PASAJE CITADO
*****

Durante la mañana del pasado martes, mientras tomaba mi café diario a las siete menos cuarto de la mañana antes de ir trabajar a un hospital que afortunadamente no está gestionado por usted, leí “Urgencias”, la Carta al Director que por error le debieron publicar en el diario El Norte de Castilla. O eso quiero creer.
Soy una de esas personas a las que su escrito tilda de inexpertas e irresponsables por el simple hecho de ser jóvenes y ejercer como médicos. Me he dado por aludido con su carta, y por ello me dispongo a contestarle con otra.
Para empezar, le diré que la juventud no es -ni ha de ser jamás- criterio de exclusión para trabajar en un hospital. Todos, incluida usted, que ni sé a lo que se dedica ni me interesa, gozamos en algún momento de nuestra vida de esa edad en la cual comenzamos nuestra andadura por el mundo laboral. Y no es fácil, a la vista está. Las dos chicas a las que usted desprecia, esas dos “con pinta de estudiantes de MIR”, se encuentran, al igual que yo, en ese punto de partida tras haber superado un largo y arduo recorrido académico para estar al servicio de personas como usted, que, por el simple hecho de ser jóvenes, las miran por encima del hombro escondiendo tras un grueso tapiz de prepotencia sus más que merecidas capacidades. Y lo peor es que esas dos jóvenes doctoras han de aguantar estoicamente su menosprecio tras casi veinticuatro horas de trabajo sin descanso. Desgraciadamente, en la sociedad en la que vivimos se ha normalizado el hecho de que un médico tenga que soportar las mezquindades de un determinado sector de la población que, malhumorado, ensombrece sus méritos y arrebata la poca dignidad que le queda a una de las profesiones más bonitas del mundo.
Por otro lado, he de decirle que la ignorancia que exhibe sin pudor ni vergüenza en su carta hace de usted una persona carente de rigor y moral. El sistema sanitario ha hecho posible, pese a las adversidades que lo acechan constantemente, que esté dentro de una lista de espera con vistas a ser intervenida de la patología que padece.
Es cómico ver cómo en su carta usted ya plantea, con una arrogancia digna de aplauso, una línea de tratamiento sin ni siquiera otorgar el beneficio de la duda a esa supuesta actuación que, según su distorsionada percepción y su afán de protagonismo, se debería seguir.
Usted se encuentra diagnosticada y a la espera de recibir un tratamiento definitivo para una patología que parece ser crónica. Me atrevería incluso a decir que ya tiene recetado y pautado un tratamiento de rescate analgésico para los momentos en los cuales el dolor aumenta en intensidad y duración. Debería alegrarse de no haber tenido que ser vista por un psiquiatra o un neurólogo de manera urgente, pues eso indicaría que lo que usted padeció obedecía a un sustrato patológico grave, como un ictus o una descompensación psiquiátrica. No, señora mía, su achaque no cumplía ningún criterio para ser atendido ni por Psiquiatría ni por Neurología. Ni siquiera tenía carácter urgente. Aún así, dos personas la atendieron, la interrogaron y le hicieron una historia clínica a pesar del gasto -y desgaste- que supone atender de madrugada una patología que debería haber sido atendida de manera reglada por su médico de cabecera.

*****

EXTRACTOS DE DATOS
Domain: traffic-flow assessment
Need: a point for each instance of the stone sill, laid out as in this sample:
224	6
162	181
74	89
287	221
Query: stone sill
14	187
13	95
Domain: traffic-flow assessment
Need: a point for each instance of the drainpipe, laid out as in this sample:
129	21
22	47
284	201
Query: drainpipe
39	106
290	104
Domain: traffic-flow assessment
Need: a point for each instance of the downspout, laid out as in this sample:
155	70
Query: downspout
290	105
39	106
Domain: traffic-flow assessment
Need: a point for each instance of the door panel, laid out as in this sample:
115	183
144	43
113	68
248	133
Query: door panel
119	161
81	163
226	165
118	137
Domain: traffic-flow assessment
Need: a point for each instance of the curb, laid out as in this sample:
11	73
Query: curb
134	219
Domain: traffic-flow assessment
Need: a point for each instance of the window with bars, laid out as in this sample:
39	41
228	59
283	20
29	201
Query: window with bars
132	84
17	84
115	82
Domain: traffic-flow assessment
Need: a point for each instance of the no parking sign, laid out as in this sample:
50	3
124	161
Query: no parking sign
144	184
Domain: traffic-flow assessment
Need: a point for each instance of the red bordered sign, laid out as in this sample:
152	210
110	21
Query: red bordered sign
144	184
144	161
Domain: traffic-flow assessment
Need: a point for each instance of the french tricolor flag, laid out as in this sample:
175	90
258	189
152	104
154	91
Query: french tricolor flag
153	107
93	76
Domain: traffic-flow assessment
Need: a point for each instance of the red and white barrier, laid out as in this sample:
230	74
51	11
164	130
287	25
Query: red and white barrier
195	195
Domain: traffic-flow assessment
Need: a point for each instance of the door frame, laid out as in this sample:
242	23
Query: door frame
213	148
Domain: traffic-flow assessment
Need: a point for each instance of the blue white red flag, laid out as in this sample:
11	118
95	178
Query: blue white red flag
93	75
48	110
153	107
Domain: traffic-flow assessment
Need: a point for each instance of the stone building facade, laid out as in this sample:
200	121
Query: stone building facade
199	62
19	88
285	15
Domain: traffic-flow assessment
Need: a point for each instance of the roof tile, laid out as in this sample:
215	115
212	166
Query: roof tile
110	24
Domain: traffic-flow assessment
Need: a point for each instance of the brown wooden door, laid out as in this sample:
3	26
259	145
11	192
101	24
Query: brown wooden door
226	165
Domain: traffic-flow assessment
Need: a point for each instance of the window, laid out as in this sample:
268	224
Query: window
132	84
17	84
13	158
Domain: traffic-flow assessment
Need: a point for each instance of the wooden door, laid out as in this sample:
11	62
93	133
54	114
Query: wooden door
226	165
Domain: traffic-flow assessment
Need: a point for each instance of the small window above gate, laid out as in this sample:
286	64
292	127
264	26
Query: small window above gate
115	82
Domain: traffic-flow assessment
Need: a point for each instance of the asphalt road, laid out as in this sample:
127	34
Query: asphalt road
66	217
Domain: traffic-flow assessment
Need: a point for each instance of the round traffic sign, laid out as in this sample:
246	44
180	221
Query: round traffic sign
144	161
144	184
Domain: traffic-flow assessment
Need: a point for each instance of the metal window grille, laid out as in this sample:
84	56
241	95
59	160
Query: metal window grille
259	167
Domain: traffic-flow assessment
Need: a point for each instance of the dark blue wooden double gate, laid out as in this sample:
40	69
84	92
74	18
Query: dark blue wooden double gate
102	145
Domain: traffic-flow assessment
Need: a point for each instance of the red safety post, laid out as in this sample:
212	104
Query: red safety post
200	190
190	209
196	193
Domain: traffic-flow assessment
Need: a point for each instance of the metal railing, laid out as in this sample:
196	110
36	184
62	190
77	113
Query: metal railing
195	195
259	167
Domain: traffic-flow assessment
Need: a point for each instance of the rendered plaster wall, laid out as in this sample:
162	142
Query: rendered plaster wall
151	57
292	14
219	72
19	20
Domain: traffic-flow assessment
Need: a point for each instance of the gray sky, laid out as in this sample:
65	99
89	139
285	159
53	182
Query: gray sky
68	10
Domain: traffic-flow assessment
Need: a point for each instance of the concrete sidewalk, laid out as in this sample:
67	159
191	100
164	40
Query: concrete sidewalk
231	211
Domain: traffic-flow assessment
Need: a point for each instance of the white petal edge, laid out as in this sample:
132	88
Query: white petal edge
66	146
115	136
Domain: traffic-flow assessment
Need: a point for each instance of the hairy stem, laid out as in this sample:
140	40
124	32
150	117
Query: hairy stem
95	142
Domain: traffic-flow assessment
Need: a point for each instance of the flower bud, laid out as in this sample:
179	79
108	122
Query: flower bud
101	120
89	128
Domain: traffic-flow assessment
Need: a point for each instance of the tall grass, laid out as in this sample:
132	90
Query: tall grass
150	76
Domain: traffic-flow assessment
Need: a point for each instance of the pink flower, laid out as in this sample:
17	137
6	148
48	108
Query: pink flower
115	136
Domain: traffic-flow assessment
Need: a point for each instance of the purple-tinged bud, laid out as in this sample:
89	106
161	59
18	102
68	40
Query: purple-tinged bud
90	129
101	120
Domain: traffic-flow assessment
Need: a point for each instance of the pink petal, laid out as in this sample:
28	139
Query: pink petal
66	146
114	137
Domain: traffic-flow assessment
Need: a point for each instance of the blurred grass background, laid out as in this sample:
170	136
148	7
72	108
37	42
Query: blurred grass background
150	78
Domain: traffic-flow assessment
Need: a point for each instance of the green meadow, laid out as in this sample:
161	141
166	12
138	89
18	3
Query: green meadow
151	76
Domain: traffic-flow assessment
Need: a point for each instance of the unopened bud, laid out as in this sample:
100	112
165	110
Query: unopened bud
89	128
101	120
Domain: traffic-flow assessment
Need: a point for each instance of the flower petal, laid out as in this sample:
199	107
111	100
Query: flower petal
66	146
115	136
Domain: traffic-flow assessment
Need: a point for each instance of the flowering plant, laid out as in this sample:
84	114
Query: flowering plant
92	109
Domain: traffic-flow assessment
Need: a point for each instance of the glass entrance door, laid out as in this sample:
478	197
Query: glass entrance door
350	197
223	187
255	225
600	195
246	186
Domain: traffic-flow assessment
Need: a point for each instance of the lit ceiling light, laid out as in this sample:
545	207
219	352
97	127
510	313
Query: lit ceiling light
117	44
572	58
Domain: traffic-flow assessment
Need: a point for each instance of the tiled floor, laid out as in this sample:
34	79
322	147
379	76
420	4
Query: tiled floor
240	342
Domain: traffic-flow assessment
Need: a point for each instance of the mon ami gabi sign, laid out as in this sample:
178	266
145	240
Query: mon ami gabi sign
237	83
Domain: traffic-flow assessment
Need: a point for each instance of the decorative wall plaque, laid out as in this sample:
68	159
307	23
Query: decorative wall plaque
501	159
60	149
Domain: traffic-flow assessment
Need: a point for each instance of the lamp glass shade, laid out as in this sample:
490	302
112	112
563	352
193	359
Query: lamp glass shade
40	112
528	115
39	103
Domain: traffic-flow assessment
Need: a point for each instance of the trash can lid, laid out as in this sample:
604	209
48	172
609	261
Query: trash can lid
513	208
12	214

*****

QUÉ SE PIDE
Reescribe en forma de lista el párrafo del pasaje citado que comienza con «Usted se encuentra diagnosticada» y conserva sus datos principales.

RESPUESTA
- La destinataria está diagnosticada y espera un tratamiento definitivo para una patología que parece crónica.
- Probablemente ya tiene recetado un tratamiento analgésico de rescate para cuando el dolor aumenta en intensidad y duración.
- Debería alegrarse de no haber necesitado atención urgente de un psiquiatra o un neurólogo, porque eso indicaría algo grave, como un ictus o una descompensación psiquiátrica.
- Su dolencia no cumplía criterios para que la atendieran Psiquiatría ni Neurología, y ni siquiera era urgente.
- Aun así, dos personas la atendieron de madrugada, la interrogaron y le hicieron la historia clínica, aunque su médico de cabecera debería haberla atendido de manera reglada.